**What is being asked:** Pull out every line of the material below that contains the word "each".

**Input for this task:**

┄┄┄┄┄┄┄┄┄┄

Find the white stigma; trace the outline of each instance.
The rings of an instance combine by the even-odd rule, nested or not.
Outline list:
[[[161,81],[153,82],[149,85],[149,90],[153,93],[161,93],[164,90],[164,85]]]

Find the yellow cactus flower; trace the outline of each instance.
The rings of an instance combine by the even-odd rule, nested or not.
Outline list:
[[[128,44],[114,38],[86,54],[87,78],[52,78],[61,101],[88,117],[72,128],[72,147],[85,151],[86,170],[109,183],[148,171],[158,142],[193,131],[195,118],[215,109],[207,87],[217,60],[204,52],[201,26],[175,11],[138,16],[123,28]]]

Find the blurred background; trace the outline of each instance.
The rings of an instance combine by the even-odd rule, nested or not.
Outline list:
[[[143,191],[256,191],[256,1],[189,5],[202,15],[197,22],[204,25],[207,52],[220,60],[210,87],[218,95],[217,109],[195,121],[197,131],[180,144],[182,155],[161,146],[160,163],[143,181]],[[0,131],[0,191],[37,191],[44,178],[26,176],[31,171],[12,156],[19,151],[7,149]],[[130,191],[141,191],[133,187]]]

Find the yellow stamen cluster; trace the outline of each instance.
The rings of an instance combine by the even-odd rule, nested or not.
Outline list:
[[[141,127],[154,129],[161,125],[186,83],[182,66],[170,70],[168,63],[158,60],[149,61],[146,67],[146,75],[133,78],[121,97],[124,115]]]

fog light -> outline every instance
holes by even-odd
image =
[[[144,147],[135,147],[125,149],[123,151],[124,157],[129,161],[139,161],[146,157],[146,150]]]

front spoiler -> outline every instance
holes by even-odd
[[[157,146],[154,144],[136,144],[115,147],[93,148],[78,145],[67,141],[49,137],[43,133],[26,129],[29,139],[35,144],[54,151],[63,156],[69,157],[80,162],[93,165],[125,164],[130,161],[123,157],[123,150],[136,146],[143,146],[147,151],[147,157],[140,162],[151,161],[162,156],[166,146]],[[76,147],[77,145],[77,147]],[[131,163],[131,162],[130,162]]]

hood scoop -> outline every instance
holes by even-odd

┄┄┄┄┄┄┄┄┄┄

**Solution:**
Find the white stigma; trace the outline of each instance.
Find the yellow cactus flower; trace the outline of each instance.
Find the blurred background; trace the outline of each instance.
Find the yellow stamen cluster; trace the outline of each instance.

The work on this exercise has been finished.